### [TASK REQUIREMENTS]
Filter the lines below, keeping each one that holds "fire".

### [DATA EXTRACTS]
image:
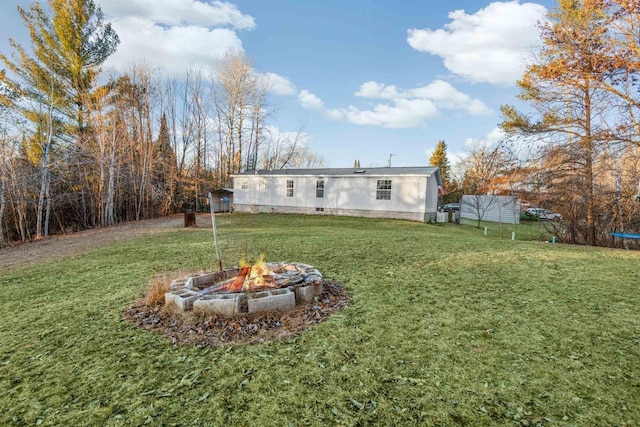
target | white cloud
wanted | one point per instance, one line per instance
(494, 137)
(174, 34)
(206, 14)
(279, 85)
(174, 49)
(489, 46)
(402, 113)
(310, 101)
(403, 108)
(284, 137)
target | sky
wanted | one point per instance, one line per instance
(377, 81)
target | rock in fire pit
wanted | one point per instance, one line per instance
(247, 289)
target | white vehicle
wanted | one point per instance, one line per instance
(544, 214)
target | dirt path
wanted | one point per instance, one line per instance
(73, 244)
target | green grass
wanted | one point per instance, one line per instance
(446, 327)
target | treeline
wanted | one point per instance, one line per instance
(575, 149)
(81, 150)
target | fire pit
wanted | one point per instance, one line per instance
(247, 289)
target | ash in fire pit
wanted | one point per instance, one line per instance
(247, 289)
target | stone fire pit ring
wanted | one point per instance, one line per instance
(294, 283)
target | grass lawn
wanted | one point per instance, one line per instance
(446, 327)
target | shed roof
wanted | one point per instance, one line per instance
(414, 170)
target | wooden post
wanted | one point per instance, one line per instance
(215, 232)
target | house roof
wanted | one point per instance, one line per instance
(417, 170)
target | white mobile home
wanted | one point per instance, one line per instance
(402, 192)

### [YOUR SOLUTION]
target | rock in fire pit
target | fire pit
target | ash in fire pit
target | stone fire pit ring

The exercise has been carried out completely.